[Recorded data]
----

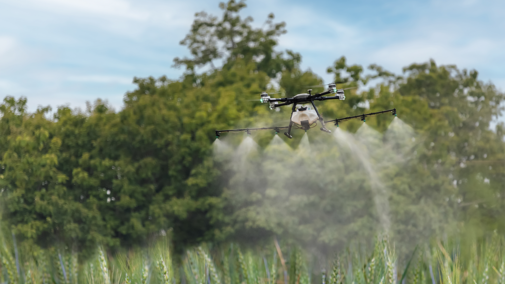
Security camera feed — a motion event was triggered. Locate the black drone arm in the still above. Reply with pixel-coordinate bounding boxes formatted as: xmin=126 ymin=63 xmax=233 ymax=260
xmin=325 ymin=108 xmax=396 ymax=125
xmin=312 ymin=90 xmax=332 ymax=99
xmin=216 ymin=126 xmax=288 ymax=138
xmin=312 ymin=96 xmax=342 ymax=101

----

WHAT NEEDS TO BE DONE. Rewrite every line of the data above except the pictures, keeping all other text unchanged. Scale the bounding-box coordinates in the answers by 0.95, rounding to whole numbers with halves rounded up, and leave the sample coordinates in the formatting instruction as they are.

THE SOLUTION.
Security camera feed — a motion event was triggered. Locate the black drone arm in the still above. Reply with pixel-coordinate bounding boxes formatted as: xmin=126 ymin=63 xmax=233 ymax=260
xmin=309 ymin=103 xmax=376 ymax=119
xmin=296 ymin=86 xmax=315 ymax=94
xmin=205 ymin=120 xmax=274 ymax=131
xmin=296 ymin=91 xmax=325 ymax=96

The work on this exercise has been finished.